**Required task**. Resume the text about the Rebbe and his father, Rabbi Levi Yitzchok, starting right after its final sentence.

Since the conversion process is like a birth, just as with a birth, it is natural for blood and fluids to appear when the amniotic fluid the baby had been in pours out, so too, when a person converts, he needs to shed the blood of circumcision and immerse. When a woman converts, she enters the water as a gentile and then emerges from the mikva as a baby who is born. Just as without water a birth cannot occur, so too, a conversion cannot happen without immersion.
The Rebbe concluded: Go and immerse because only through immersion will you enter the gateway of Judaism.
She was convinced by what the Rebbe said and performed a genuine conversion and till today, their home is kosher and they are connected to Chabad.
The principal concluded his story: The Rebbe to me is like the sun which illuminates reality. He is an illuminating light, a golden menorah, with his teachings, his wisdom, and his holiness. He is truly a “man of G-d.”
RABBI LEVI YITZCHOK ON THE FUNCTION OF DARKNESS
Once, as I walked from the shul with the Rebbe’s father who was known by the Chassidim as R’ Levik, I think it was Rosh Chodesh Iyar 5687, he stood there and turned to me and said, “Darkness does not define the light. That is not its function. Darkness highlights the light.”
WHY A BEN ADAM AND NOT A BEN OFOR?
R’ Levi Yitzchok once asked me: Man was created from the ofor (dust) of the earth and it says, “for you are dust and to dust shall you return.” So why is he called “ben adam” and not “ben ofor” or “ofri”? Especially when the adama (earth) was cursed and Kayin was called an “ish adama”?

**Dataset entries**.
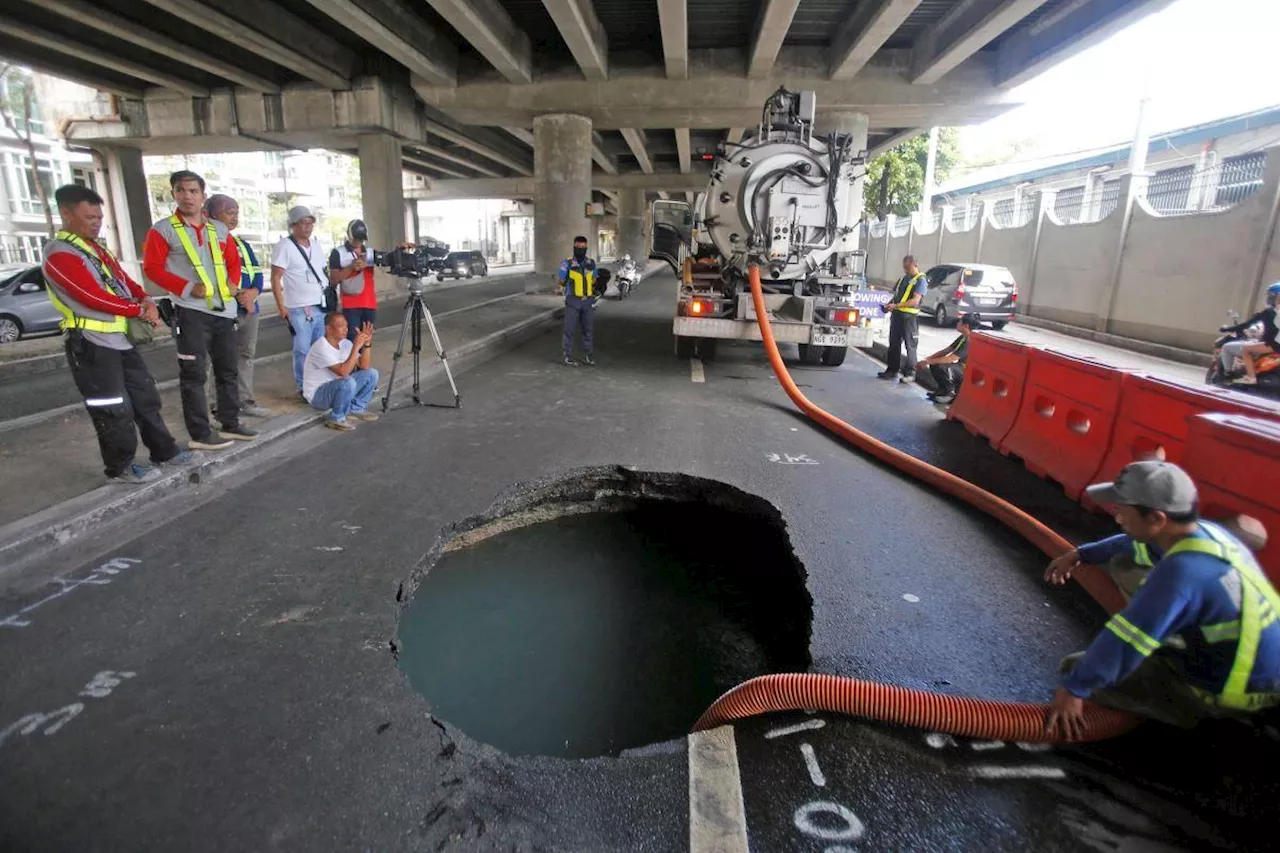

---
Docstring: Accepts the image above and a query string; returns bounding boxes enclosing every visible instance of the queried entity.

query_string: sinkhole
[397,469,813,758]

* * *

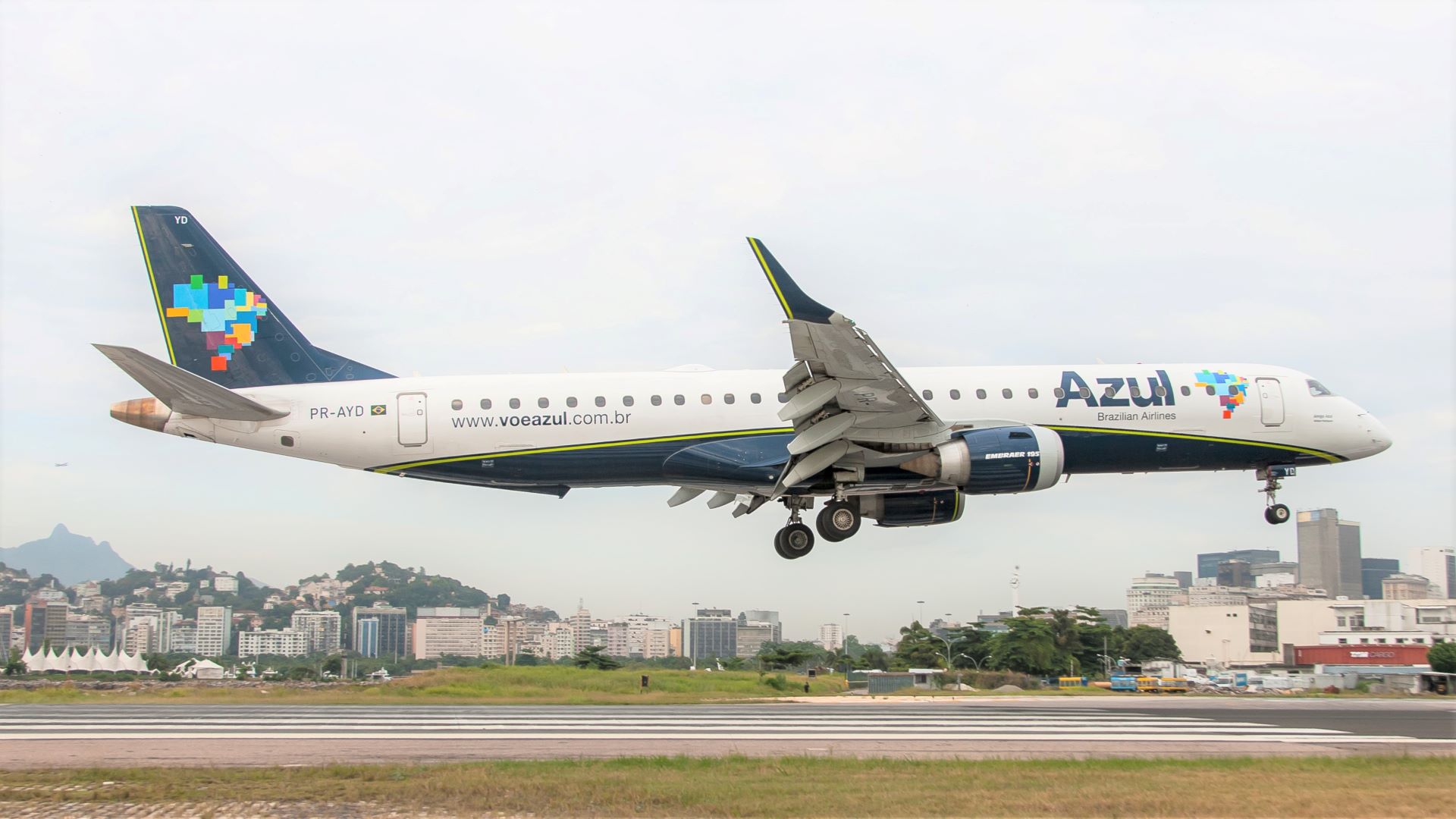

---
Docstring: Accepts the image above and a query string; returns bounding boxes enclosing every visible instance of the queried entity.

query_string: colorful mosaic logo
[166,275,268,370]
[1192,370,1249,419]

**Response to the exercise**.
Before telling you his answer, I will describe his image that remains before me like a living image, luminous, clear and sharp, like today, like yesterday:
He stood, and his soft, caressing gaze rested upon me. His blue eyes were sometimes sharp and piercing like a skewer, like an electric charge, so penetrating that I was afraid of his gaze. And sometimes his gaze was soft, caressing, smooth, soothing, drawing one closer, and a twinkle of irony and heightened cleverness over and above that of the person the rav was speaking to.
His bearing was erect, his body upright and athletic. His small, handsome head rested on solid broad shoulders. His gait was slow, calm, sure. He walked lightly and firmly, unlike other rabbis whose walk was hasty and nervous. Even under the terrorist regime he walked like a prince, like an heir of the realm. The walk of a king, a ruler, confident and calm. Whoever saw him felt that Rav Schneersohn sensed his own power, and the rare and wondrous self-confidence he had.
He looked at me and said: If a person was called ofri or ben ofor, his essence, traits, and character would be dust, sand, inanimate, unchanging matter. Contrariwise, the name adam, although it comes from adama-earth, has another meaning, adameh – to resemble, “I resemble the Supernal One.”
That means that a person needs to know, recognize, and sense that he has the ability to correct himself, to change himself. A person can turn himself from a dust-like creature into a lofty being. This is why we are called adam, to remind us and demonstrate that we are not merely dust, a natural creation, but an adam – I resemble the Supernal One, above the natural, elevated above all creations in nature.
THE YECHIDUS OF BORUCH SHOLOM WHEN HE WAS THREE DAYS OLD
In 5681, I heard from R’ Mendel Voronov the following story:
When the Tzemach Tzedek’s first son was born, R’ Boruch Sholom, on the third day the Tzemach Tzedek went to the doorway of the new mother and asked for a little time with his son. This astonished the midwife and his wife, who was the daughter of the Mitteler Rebbe, because it was a tradition in Beis Rebbi that the child was taken out of the mother’s room only for the bris mila. And it was the tradition that the Rebbe did not go to the new mother’s room and did not see the baby until the bris.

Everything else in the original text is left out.